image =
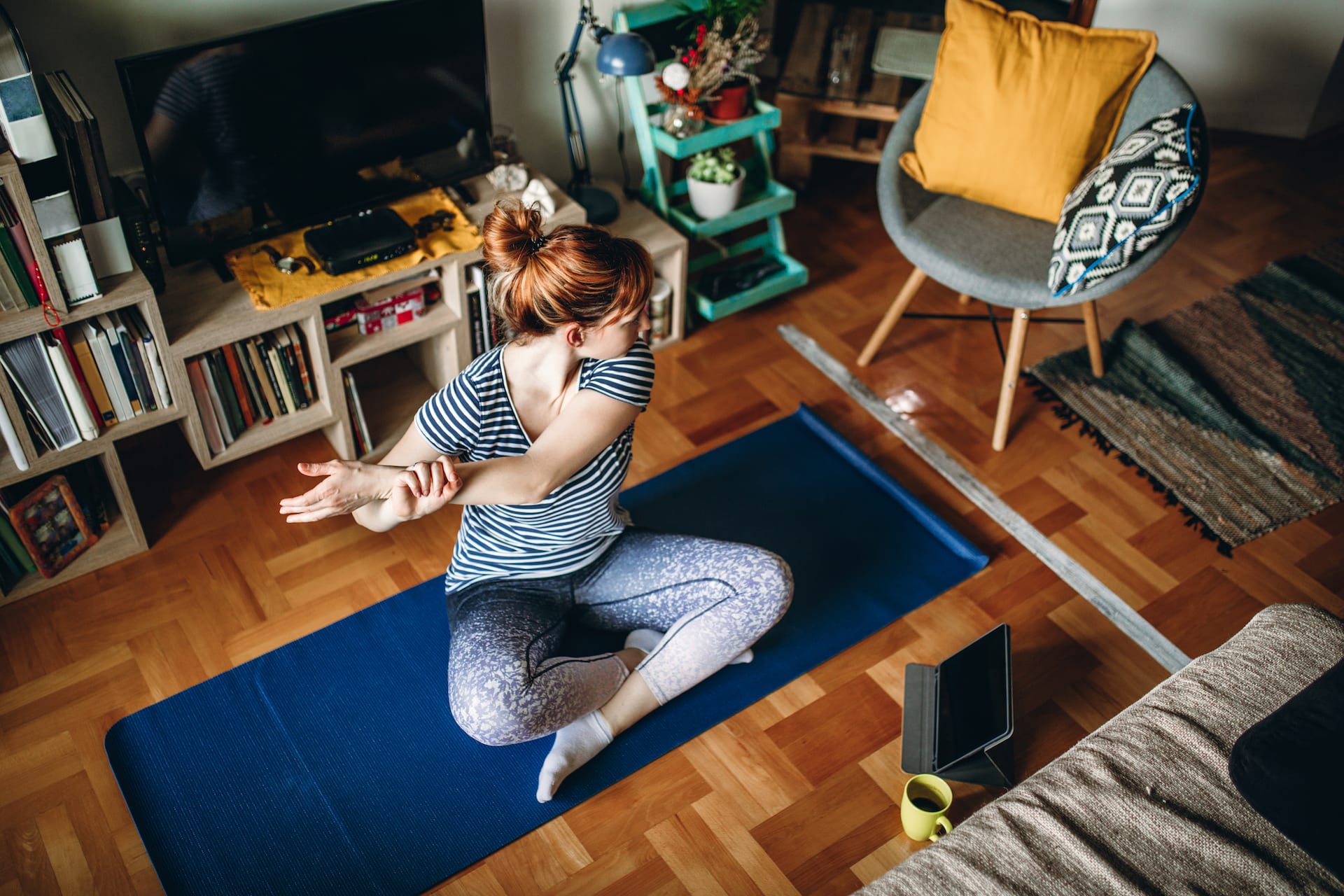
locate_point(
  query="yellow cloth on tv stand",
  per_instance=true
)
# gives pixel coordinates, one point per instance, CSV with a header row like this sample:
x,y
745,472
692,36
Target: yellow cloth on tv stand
x,y
270,288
********
■ **What you will do**:
Copy the data above line for line, leaving out the picture.

■ **Solved exercise**:
image =
locate_point(
  query="yellow cloth on tv stand",
  per_instance=true
)
# gives pixel coordinates, one point per instance, CSV with a header row like this sample:
x,y
745,472
692,36
Target: yellow cloth on tv stand
x,y
270,288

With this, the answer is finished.